### Exercise
Convert the stretch of the records from the line that contains "the blurred person" through the line that contains "[(465, 408)]" into a Markdown table with two columns, Row and Record line. Number each line in order, skip any blank lines, and include only this stretch.

[Point labeling data based on photos]
-- Begin --
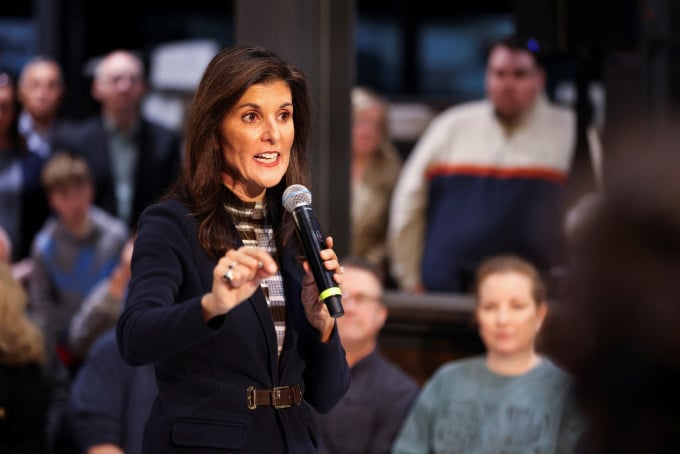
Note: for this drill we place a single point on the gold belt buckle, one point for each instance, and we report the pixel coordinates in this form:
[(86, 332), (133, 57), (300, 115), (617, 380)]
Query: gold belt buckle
[(276, 397), (251, 398)]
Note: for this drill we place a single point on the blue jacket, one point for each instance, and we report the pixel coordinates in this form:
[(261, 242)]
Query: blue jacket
[(204, 369)]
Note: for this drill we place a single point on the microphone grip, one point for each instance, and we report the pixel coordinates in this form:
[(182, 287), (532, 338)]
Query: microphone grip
[(313, 241)]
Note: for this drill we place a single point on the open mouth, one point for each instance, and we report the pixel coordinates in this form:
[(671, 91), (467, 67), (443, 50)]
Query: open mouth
[(267, 158)]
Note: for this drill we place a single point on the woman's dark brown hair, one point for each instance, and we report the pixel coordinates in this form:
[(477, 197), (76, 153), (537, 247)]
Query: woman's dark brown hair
[(228, 75)]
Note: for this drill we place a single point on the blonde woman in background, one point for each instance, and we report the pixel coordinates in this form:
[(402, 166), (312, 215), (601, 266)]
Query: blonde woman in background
[(512, 399), (23, 390), (376, 165)]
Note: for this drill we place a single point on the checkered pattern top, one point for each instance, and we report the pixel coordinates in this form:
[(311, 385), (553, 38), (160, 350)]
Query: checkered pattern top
[(251, 223)]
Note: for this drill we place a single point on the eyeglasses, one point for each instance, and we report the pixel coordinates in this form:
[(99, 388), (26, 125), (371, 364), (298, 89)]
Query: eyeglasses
[(360, 298)]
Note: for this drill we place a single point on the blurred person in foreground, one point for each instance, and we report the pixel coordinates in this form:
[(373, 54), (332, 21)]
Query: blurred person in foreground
[(618, 329), (23, 206), (220, 287), (23, 387), (102, 306), (369, 416), (133, 159), (376, 164), (512, 399), (486, 177), (41, 92), (109, 400)]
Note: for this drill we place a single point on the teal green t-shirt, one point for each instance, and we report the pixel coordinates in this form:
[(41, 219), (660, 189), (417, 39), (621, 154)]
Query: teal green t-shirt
[(465, 408)]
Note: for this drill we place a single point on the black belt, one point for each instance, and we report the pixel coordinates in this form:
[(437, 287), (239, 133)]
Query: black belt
[(279, 397)]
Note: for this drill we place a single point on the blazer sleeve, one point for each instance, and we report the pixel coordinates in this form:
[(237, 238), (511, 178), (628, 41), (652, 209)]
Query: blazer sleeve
[(158, 321)]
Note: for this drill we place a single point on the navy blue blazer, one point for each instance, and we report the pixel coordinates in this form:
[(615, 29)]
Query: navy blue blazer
[(204, 369), (159, 160)]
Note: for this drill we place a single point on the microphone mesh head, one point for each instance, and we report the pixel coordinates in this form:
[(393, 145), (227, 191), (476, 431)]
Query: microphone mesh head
[(294, 196)]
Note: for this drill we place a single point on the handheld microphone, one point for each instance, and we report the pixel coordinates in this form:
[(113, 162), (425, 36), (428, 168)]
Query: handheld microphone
[(297, 200)]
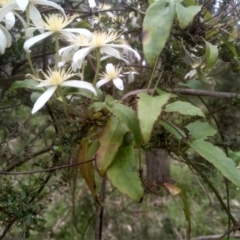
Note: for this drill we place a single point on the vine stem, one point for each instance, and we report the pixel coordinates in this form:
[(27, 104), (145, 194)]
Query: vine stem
[(234, 221), (57, 50), (98, 67)]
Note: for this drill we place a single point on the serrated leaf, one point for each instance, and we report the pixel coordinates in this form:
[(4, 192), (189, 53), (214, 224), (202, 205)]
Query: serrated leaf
[(157, 25), (127, 115), (174, 130), (86, 169), (27, 83), (110, 140), (211, 54), (97, 106), (149, 108), (124, 175), (200, 130), (184, 108), (218, 158), (185, 15), (173, 190)]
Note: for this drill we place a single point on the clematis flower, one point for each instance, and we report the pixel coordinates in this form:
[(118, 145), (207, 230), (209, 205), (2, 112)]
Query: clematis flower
[(5, 39), (99, 40), (55, 79), (54, 23), (111, 74), (92, 3), (8, 6)]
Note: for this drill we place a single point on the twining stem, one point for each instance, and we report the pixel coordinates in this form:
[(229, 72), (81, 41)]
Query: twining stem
[(27, 53), (57, 50), (64, 102), (153, 73), (97, 68), (196, 168)]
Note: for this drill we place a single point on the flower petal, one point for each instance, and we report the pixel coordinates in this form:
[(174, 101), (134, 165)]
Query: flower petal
[(43, 99), (22, 4), (10, 20), (35, 15), (118, 83), (82, 31), (80, 84), (6, 9), (101, 82), (92, 3), (81, 54), (49, 3), (111, 52), (33, 40)]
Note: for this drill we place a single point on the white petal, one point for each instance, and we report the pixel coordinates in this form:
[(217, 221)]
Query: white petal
[(110, 67), (82, 31), (49, 3), (5, 10), (81, 54), (101, 82), (21, 19), (10, 20), (80, 84), (126, 47), (111, 52), (92, 3), (7, 36), (118, 83), (44, 84), (43, 99), (35, 15), (22, 4), (33, 40)]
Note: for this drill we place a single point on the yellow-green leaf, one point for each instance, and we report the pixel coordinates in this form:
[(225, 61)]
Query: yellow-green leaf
[(185, 15), (184, 108), (110, 140), (149, 108), (157, 25), (124, 175)]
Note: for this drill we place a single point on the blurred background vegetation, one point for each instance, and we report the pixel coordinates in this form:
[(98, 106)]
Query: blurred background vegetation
[(57, 204)]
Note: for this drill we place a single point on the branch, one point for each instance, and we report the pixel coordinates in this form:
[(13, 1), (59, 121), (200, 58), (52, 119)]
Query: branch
[(186, 91)]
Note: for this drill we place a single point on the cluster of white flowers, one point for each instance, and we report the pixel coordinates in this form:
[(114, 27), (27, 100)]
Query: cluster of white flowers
[(80, 43)]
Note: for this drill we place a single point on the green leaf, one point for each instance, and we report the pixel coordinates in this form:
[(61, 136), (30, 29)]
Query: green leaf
[(185, 15), (174, 130), (211, 54), (27, 83), (97, 106), (127, 115), (218, 158), (184, 108), (110, 140), (124, 175), (86, 169), (149, 108), (200, 129), (157, 25)]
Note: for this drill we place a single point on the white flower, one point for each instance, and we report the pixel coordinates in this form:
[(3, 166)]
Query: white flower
[(55, 79), (111, 74), (5, 39), (92, 3), (102, 41), (190, 74), (54, 23), (8, 7)]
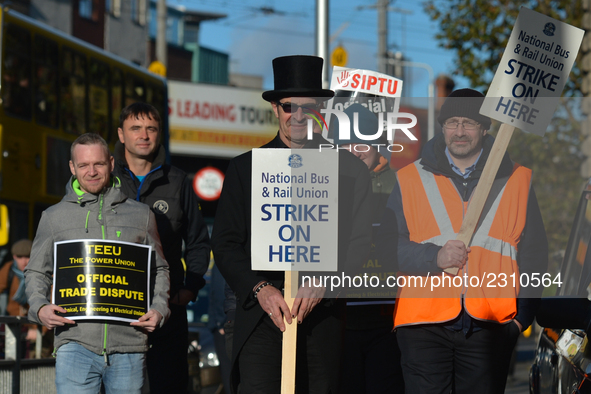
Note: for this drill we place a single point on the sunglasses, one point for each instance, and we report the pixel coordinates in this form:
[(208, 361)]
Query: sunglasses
[(289, 108)]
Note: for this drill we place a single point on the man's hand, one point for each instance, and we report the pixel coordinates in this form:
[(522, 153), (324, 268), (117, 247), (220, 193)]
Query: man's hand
[(47, 316), (453, 254), (149, 322), (307, 298), (518, 325), (272, 302), (183, 297)]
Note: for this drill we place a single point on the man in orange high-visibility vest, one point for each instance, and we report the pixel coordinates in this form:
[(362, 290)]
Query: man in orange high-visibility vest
[(458, 332)]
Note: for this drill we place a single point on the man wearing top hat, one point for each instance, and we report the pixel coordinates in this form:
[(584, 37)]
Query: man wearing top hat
[(260, 306)]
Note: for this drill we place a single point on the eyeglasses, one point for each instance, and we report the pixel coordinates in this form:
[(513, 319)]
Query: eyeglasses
[(467, 125), (288, 108)]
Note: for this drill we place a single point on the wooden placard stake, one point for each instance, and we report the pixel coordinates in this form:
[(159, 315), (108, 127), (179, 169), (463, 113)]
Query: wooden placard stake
[(483, 188), (290, 336)]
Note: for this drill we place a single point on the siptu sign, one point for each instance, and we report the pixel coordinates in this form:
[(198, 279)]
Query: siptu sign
[(533, 72)]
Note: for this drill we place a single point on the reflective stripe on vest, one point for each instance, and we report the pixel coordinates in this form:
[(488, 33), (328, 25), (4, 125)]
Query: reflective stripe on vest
-- End --
### Result for this task
| Row | Record line |
|---|---|
| 1 | Note: for this drill we place a single point on the blurred person in foreground, one point for each instance, and we report the pixel coordinates in this form: |
| 2 | [(373, 54), (332, 21)] |
| 3 | Query: blurred person in foreground |
| 4 | [(618, 329), (23, 206), (220, 287), (23, 387), (102, 306), (369, 416), (133, 159), (376, 164), (512, 399), (486, 177), (41, 92), (109, 400)] |
| 5 | Note: for this drill we place a single point on the teal green t-shirt, one point for each instance, and we report the pixel coordinates in this form: |
| 6 | [(41, 219), (660, 189), (417, 39), (621, 154)] |
| 7 | Query: teal green t-shirt |
| 8 | [(465, 408)] |